Exercise aim
Return, word for word, the lines of the listing below from the one with "Target: skyscraper" through the one with "Objective: locate each instance of the red-leaved", and no other lines.
========================================
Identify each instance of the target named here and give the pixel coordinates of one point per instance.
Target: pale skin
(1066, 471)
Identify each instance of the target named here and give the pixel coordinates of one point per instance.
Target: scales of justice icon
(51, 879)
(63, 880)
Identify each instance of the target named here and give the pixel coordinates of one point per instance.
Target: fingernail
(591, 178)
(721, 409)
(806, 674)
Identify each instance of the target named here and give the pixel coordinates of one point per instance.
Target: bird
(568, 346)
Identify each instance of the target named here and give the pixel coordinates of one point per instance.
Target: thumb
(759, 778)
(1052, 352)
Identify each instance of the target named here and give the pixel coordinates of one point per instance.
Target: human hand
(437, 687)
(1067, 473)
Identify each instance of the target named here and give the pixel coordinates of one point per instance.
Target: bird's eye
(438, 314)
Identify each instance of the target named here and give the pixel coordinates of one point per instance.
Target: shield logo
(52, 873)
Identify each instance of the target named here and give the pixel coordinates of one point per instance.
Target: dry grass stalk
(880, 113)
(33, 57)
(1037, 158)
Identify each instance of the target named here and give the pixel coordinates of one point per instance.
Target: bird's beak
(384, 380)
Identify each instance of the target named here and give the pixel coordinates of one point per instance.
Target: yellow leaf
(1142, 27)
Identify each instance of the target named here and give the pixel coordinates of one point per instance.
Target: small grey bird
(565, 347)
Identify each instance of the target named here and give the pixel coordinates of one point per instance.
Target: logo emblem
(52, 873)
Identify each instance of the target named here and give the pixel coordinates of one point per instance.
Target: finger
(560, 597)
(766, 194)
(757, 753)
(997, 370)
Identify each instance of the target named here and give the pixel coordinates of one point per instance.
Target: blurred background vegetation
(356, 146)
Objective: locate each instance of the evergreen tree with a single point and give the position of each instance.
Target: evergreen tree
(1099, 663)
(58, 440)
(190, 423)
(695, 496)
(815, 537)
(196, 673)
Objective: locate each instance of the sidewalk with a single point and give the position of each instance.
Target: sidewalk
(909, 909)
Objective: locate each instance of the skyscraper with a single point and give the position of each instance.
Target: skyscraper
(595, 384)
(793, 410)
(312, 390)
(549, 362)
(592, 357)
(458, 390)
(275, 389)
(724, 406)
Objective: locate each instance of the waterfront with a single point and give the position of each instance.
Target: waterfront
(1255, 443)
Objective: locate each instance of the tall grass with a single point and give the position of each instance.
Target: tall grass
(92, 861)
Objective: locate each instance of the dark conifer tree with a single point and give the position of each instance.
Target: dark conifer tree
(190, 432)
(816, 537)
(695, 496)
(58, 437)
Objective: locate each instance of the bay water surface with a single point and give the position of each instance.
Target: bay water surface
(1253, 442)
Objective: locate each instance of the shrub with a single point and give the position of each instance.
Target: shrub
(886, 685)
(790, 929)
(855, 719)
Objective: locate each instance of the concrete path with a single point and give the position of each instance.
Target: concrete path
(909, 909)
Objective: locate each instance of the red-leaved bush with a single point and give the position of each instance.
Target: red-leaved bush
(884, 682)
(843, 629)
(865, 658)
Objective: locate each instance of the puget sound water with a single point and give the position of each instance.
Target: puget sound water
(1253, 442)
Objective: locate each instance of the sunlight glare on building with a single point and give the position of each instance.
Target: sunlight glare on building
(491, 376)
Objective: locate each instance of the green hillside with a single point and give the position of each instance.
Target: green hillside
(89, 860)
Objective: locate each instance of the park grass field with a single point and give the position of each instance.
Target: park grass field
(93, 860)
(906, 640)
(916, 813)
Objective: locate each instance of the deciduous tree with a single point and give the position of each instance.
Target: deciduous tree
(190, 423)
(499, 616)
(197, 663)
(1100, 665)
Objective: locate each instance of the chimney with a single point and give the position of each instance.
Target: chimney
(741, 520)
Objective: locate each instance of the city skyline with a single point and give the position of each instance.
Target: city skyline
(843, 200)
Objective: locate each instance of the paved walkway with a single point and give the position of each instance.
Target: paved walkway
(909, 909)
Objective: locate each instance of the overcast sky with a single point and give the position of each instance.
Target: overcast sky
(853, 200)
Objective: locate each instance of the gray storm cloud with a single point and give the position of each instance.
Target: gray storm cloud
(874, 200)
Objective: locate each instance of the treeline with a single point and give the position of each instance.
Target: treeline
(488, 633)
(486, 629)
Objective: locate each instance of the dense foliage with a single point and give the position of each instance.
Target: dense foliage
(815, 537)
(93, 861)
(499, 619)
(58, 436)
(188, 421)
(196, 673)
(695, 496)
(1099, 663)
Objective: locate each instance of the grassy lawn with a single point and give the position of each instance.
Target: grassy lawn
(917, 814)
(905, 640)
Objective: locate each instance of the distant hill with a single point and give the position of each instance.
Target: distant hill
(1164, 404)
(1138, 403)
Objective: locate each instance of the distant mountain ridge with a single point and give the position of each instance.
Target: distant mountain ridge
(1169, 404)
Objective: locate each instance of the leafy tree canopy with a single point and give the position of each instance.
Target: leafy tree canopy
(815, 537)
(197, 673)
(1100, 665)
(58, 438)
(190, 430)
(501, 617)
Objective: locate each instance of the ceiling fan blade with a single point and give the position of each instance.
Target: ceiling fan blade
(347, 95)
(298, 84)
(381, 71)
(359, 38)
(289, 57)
========================================
Response to this task
Target: skyscraper
(595, 384)
(793, 410)
(312, 390)
(549, 362)
(592, 357)
(458, 390)
(275, 389)
(724, 406)
Objective: locate each instance of the waterfront with a single point and give the position of each instance.
Target: waterfront
(1255, 443)
Objective: locate each instance of the tall grass with a single point and give the position of each instance.
Target: tall grass
(92, 861)
Objective: locate each instance of the dark conifer tree with a single point and give the position of each instance.
Target: dark conifer tree
(190, 432)
(816, 537)
(695, 496)
(58, 437)
Objective: locate each instance of the bay water surface with a single point and give the position of each instance.
Target: bay water surface
(1253, 442)
Objective: locate each instance of the shrub with a single point and give the position of each instance.
Target: shrub
(886, 685)
(790, 929)
(855, 719)
Objective: locate each instance of the concrete path with a single point and give the position of each instance.
Target: concrete path
(909, 909)
Objective: locate each instance of the red-leaved bush with a single point and give the position of each instance.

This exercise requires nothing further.